## What the task asks
When you find the word "below" in a line of the entries, please copy the whole line.

____ Data to process

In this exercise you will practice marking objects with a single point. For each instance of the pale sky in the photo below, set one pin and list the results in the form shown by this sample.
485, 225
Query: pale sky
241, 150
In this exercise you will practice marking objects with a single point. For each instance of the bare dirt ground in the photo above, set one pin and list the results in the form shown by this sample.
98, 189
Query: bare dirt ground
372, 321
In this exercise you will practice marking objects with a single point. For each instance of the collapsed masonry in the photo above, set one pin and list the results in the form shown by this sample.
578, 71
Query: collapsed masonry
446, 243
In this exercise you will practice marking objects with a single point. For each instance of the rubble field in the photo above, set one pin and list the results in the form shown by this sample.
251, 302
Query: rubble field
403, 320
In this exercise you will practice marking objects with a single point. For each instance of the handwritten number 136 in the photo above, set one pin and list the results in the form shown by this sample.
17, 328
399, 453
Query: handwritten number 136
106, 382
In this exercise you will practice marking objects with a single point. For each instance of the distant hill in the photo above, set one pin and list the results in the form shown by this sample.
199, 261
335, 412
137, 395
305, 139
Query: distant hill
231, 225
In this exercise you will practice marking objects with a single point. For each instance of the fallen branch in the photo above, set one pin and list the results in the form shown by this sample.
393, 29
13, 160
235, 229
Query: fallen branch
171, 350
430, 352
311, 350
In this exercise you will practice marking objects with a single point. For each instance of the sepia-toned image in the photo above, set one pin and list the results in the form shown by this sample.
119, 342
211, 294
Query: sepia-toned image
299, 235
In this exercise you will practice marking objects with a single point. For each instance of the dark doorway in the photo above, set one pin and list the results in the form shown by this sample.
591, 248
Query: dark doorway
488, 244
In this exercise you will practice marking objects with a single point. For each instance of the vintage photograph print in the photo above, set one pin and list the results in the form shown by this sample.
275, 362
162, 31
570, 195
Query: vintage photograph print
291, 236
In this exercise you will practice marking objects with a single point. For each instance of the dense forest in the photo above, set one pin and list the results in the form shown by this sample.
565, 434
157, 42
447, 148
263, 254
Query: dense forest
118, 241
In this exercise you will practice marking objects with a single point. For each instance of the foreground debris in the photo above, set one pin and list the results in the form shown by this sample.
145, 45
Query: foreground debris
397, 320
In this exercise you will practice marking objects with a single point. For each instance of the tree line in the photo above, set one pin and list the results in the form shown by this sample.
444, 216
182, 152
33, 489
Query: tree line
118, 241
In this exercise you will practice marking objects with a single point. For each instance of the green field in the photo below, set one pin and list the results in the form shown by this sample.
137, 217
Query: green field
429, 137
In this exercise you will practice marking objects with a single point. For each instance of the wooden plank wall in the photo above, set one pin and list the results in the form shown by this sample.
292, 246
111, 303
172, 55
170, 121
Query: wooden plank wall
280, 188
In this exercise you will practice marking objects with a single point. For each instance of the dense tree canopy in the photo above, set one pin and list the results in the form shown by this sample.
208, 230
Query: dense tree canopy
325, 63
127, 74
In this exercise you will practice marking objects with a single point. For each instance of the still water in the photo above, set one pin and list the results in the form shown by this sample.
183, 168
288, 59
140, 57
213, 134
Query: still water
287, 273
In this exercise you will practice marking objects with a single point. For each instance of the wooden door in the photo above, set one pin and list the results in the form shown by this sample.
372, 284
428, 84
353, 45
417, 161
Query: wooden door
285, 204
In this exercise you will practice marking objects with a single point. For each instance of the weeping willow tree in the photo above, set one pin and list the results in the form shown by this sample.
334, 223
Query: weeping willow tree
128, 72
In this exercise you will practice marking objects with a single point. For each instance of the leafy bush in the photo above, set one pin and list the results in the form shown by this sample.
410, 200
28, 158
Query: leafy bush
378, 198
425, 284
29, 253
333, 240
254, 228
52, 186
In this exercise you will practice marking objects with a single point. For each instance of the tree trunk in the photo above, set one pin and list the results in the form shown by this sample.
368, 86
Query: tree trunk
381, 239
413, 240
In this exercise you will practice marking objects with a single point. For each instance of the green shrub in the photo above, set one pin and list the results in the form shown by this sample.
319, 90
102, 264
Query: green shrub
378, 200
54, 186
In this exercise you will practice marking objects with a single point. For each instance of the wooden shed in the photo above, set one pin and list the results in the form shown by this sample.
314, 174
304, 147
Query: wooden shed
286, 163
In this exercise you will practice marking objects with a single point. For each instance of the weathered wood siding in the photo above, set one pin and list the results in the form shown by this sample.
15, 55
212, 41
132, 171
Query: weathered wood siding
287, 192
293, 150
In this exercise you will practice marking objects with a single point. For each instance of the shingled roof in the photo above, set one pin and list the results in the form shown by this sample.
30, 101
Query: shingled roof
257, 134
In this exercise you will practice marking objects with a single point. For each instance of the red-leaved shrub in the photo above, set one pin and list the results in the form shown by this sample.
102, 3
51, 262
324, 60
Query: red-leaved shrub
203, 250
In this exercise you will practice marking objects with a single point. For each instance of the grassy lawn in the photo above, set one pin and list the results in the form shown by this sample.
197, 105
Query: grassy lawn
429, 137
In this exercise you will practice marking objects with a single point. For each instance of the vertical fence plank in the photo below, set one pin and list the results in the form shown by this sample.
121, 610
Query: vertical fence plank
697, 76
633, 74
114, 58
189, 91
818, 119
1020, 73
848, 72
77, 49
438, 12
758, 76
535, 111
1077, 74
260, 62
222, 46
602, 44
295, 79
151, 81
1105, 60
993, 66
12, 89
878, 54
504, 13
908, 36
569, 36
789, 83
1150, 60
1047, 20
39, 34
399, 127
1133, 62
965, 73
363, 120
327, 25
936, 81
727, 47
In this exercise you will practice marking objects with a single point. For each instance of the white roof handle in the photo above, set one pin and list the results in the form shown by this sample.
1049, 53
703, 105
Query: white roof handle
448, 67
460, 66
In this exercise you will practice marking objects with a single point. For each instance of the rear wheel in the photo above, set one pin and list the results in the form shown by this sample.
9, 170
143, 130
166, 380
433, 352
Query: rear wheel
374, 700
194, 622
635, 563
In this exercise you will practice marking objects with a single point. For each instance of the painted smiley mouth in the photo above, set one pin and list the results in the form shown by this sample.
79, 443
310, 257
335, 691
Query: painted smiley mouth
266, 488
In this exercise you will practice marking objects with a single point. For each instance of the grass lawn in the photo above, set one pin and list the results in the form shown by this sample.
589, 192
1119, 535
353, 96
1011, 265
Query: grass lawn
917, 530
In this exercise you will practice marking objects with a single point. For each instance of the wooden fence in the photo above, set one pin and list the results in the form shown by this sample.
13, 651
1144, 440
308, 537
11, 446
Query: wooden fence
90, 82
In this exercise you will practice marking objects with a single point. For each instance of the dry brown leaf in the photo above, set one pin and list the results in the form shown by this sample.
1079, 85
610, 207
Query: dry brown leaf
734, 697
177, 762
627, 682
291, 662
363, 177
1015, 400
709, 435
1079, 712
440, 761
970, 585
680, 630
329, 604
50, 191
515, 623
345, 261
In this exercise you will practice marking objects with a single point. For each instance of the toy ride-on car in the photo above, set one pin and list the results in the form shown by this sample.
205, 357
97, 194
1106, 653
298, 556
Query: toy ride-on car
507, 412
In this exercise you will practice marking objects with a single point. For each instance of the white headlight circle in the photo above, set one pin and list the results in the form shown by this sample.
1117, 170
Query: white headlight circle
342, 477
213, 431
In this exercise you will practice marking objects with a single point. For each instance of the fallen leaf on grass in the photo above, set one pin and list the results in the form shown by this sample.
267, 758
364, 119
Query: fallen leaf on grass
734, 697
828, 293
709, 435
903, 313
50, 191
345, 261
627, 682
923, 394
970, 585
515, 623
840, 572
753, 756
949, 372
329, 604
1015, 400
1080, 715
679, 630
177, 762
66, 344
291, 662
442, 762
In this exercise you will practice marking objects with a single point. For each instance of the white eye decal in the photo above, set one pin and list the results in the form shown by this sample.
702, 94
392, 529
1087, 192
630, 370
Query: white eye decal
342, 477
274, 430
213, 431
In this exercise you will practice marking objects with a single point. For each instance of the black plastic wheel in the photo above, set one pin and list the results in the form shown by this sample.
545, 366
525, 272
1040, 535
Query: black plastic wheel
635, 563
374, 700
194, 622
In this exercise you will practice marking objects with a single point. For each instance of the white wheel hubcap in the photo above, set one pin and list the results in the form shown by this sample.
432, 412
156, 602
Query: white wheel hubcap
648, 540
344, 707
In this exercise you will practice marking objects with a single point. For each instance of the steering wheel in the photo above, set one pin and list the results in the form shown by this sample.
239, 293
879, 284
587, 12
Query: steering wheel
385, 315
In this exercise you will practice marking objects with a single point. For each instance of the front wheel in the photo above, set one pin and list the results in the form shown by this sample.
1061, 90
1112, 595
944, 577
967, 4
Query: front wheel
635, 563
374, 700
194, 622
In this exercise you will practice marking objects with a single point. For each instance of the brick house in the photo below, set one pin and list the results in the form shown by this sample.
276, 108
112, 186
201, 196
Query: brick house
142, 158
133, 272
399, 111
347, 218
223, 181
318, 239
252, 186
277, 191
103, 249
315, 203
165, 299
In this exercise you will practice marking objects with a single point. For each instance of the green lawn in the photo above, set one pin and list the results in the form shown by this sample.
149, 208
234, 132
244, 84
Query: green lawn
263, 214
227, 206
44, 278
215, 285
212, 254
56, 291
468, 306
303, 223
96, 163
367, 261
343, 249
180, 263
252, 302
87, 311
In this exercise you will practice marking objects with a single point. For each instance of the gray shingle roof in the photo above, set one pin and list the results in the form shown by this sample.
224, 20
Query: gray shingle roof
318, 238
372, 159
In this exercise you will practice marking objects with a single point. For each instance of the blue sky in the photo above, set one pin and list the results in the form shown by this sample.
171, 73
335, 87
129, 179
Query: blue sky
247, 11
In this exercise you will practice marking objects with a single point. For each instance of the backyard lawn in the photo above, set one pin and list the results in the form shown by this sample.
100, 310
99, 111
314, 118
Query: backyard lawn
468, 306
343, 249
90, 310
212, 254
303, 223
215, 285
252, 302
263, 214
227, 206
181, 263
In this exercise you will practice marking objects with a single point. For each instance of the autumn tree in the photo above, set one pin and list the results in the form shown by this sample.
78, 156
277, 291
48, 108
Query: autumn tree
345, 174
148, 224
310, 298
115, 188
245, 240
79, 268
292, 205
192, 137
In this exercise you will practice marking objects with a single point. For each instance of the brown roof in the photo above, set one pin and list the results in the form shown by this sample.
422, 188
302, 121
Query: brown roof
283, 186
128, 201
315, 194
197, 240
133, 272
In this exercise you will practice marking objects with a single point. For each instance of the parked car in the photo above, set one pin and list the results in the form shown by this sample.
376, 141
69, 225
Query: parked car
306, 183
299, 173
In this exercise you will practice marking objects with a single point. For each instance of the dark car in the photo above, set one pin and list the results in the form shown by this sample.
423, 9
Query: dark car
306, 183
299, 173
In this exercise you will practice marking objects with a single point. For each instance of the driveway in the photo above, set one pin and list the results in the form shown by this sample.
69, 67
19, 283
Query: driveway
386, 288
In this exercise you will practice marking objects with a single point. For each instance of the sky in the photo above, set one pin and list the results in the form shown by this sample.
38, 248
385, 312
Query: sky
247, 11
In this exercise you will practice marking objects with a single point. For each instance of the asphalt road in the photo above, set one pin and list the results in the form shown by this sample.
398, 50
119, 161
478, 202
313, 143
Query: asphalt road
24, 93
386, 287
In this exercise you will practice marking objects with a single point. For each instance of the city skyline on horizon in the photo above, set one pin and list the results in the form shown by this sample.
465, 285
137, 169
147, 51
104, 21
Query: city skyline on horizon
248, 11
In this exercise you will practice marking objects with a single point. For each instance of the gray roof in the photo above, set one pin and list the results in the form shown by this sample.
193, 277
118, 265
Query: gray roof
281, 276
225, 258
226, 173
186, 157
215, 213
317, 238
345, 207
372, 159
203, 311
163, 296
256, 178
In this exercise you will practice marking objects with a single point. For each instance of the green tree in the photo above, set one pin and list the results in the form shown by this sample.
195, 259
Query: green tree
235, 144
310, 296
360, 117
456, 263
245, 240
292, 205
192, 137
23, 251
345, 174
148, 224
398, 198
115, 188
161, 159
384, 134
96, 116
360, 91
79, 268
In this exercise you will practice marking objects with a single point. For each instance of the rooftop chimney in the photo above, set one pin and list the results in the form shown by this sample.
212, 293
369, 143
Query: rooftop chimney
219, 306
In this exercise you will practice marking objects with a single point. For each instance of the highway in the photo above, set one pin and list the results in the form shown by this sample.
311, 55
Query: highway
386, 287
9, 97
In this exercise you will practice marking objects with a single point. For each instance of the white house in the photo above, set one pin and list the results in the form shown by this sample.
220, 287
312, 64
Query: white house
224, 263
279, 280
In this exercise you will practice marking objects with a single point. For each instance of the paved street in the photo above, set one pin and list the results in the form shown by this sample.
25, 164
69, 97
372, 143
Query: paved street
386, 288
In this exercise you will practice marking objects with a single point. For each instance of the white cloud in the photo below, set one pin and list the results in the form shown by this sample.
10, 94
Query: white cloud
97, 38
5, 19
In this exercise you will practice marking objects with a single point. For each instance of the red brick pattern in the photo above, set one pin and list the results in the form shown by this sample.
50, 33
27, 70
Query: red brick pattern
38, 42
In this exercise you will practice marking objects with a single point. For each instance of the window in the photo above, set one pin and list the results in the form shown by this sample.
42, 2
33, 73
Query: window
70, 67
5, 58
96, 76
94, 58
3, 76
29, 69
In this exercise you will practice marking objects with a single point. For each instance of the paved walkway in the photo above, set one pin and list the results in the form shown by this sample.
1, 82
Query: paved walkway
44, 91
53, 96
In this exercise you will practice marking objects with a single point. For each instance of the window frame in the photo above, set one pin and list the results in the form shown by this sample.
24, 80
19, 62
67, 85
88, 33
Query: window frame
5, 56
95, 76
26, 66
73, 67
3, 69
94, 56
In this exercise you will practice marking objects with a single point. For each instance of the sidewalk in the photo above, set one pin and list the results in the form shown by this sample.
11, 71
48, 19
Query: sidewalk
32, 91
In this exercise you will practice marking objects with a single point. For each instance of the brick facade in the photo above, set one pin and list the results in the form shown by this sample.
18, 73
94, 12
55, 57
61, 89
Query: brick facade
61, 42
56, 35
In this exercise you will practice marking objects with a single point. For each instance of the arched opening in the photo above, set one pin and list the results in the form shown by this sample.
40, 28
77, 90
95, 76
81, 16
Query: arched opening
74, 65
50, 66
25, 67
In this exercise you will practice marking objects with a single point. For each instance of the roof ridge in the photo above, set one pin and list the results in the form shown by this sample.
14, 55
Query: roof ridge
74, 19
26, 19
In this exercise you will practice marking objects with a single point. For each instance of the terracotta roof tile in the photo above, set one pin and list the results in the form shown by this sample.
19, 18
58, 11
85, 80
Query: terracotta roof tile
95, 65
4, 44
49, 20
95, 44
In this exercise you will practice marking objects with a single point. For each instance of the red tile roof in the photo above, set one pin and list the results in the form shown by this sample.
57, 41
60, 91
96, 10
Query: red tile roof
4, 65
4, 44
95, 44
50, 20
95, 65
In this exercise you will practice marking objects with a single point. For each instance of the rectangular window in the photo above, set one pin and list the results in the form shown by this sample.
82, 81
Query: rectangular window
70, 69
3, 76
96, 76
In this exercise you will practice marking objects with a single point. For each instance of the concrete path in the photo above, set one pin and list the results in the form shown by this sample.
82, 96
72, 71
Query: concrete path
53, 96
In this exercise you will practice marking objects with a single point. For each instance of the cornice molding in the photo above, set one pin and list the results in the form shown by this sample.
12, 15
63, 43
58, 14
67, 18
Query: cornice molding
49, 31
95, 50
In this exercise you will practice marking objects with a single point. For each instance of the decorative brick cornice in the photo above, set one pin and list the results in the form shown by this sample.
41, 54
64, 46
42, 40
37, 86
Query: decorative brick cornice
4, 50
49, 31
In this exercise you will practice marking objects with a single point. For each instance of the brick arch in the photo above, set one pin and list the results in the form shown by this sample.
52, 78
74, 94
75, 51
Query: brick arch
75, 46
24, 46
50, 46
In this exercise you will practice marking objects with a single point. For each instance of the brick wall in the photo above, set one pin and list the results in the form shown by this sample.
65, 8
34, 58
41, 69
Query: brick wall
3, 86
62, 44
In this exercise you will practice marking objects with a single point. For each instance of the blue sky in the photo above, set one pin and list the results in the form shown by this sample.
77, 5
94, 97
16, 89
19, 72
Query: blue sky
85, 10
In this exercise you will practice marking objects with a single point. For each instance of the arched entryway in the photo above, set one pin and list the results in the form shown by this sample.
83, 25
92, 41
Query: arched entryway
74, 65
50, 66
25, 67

________

## Output
In this exercise you will practice marking objects with a single point. For each instance of the pale sky in the photo below, set one pin and list the results in the form shown by this sample.
In this exercise you will practice marking objects with a single point. For each instance of the green field in the photo below, set one pin and list the results in the form shown by this sample.
In this exercise you will practice marking objects with a single point. For each instance of the vertical fence plank in the photo below, set one pin and list the results in the form shown by this sample.
In this exercise you will practice marking objects with a single point. For each instance of the brick house in the photo below, set one pin and list the results in the form shown by this sample.
In this exercise you will practice marking objects with a single point. For each instance of the white cloud in the photo below, set one pin and list the results in the form shown by this sample.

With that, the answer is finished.